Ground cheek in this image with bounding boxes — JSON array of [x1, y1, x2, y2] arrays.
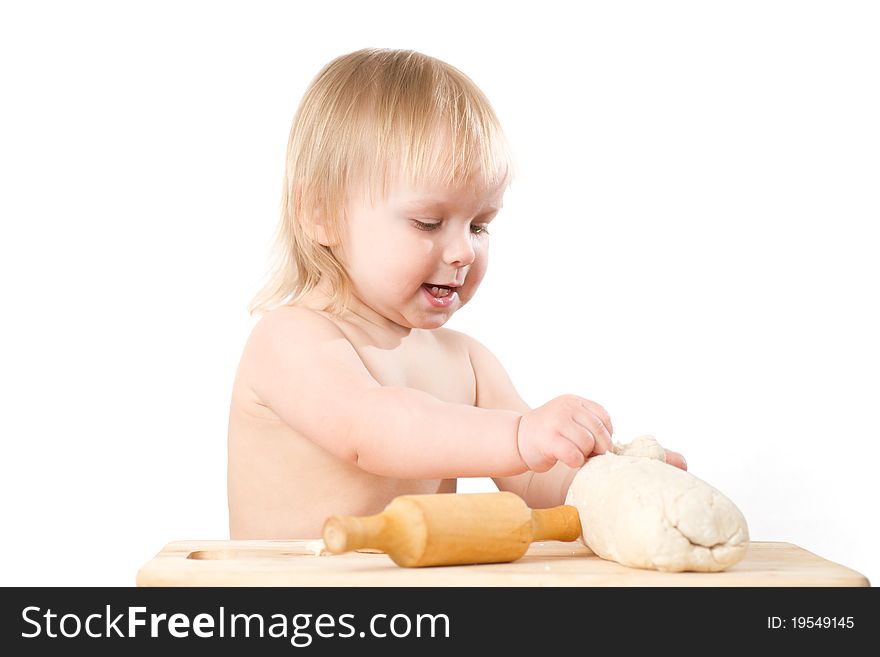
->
[[463, 245, 489, 293], [387, 229, 434, 262], [382, 236, 436, 293], [419, 235, 435, 255], [474, 240, 489, 273]]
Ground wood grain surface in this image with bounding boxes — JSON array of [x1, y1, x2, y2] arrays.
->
[[136, 540, 869, 587]]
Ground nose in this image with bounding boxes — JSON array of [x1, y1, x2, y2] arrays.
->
[[443, 226, 476, 267]]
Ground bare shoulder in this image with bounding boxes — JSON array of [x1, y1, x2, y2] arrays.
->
[[429, 326, 474, 354], [434, 328, 529, 412], [245, 305, 346, 354], [431, 327, 492, 362], [234, 306, 348, 398], [238, 305, 380, 425], [256, 304, 343, 333]]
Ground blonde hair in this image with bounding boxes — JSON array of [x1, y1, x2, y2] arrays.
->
[[248, 48, 515, 317]]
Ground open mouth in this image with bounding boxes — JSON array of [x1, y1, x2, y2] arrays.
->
[[422, 283, 459, 299]]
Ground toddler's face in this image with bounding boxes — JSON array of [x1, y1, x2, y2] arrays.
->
[[338, 176, 504, 330]]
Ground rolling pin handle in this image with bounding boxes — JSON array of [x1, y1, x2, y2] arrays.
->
[[323, 513, 387, 554], [530, 505, 582, 542]]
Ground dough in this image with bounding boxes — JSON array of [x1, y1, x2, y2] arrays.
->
[[611, 434, 667, 460], [565, 435, 749, 572]]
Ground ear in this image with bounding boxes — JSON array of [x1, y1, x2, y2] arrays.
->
[[294, 183, 336, 247]]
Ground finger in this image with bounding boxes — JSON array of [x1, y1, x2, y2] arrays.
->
[[580, 399, 613, 437], [572, 410, 612, 454], [552, 434, 587, 469], [664, 449, 687, 471], [559, 422, 596, 457]]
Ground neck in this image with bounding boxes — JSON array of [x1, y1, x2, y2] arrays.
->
[[340, 296, 414, 343], [306, 279, 415, 343]]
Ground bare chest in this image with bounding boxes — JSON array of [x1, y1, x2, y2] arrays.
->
[[344, 331, 475, 406]]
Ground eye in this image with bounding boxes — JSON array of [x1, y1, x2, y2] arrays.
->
[[470, 223, 490, 235], [411, 219, 441, 231]]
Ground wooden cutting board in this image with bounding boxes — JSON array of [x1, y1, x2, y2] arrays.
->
[[136, 540, 869, 587]]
• • •
**Required action:**
Above are the entries. Copy exactly the part that opens with the line containing "Ground wood grain" and closes with the line containing "Ground open mouth", and no more.

**Answer to this exercise:**
Ground wood grain surface in this image with bounding boxes — JSON array of [x1, y1, x2, y2] arrays.
->
[[136, 540, 869, 587]]
Ground nose in this image with bounding boxes — JSON array of [x1, y1, x2, y2] arrays.
->
[[443, 226, 476, 267]]
Ground bare shoulder in this image with bounding boxes — JSON array of [x1, y1, x2, y2] arrays.
->
[[429, 326, 474, 354], [434, 328, 529, 412], [245, 305, 346, 354], [431, 327, 492, 362], [234, 306, 348, 398], [238, 305, 380, 425], [256, 304, 343, 333]]
Ground blonde hair in this image with bounding boxes — JSON array of [x1, y1, x2, y2] arrays.
->
[[248, 48, 515, 317]]
Ground open mouth in this image with bounding boxes — JSON array of [x1, y1, x2, y2] arrays.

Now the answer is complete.